#### Record list ####

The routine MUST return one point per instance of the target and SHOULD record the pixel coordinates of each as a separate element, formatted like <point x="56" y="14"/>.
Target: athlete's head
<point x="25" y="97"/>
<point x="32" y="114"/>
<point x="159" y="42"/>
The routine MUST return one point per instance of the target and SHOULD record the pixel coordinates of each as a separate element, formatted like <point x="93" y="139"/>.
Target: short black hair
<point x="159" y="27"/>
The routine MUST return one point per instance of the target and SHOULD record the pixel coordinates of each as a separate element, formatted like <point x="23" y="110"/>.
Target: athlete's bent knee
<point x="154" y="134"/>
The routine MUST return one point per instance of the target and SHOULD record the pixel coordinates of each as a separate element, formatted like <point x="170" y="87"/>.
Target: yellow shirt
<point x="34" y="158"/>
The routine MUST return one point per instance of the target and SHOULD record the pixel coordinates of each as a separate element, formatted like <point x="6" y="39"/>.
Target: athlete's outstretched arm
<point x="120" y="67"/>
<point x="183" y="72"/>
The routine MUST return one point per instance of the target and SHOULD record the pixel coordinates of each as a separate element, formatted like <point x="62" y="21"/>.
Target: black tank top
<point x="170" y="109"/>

####
#### Record list ####

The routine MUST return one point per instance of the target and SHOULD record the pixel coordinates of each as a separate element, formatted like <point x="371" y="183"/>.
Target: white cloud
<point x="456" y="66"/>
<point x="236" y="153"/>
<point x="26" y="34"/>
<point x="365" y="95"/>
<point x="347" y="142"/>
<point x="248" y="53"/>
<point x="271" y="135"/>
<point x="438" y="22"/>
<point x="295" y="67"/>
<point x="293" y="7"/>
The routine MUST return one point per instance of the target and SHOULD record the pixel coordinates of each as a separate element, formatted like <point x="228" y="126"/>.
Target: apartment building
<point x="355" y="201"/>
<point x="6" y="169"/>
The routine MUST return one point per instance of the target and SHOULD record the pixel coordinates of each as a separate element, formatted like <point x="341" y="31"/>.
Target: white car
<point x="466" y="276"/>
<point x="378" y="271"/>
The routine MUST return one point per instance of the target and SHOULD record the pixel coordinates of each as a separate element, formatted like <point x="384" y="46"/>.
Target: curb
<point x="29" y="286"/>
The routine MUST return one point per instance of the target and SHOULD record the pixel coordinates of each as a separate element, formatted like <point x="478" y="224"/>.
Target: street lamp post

####

# Task to complete:
Gather every line of the listing above that contains the string "black". Matching is case-sensitive.

# Answer to this exercise:
Target: short black hair
Target: black tank top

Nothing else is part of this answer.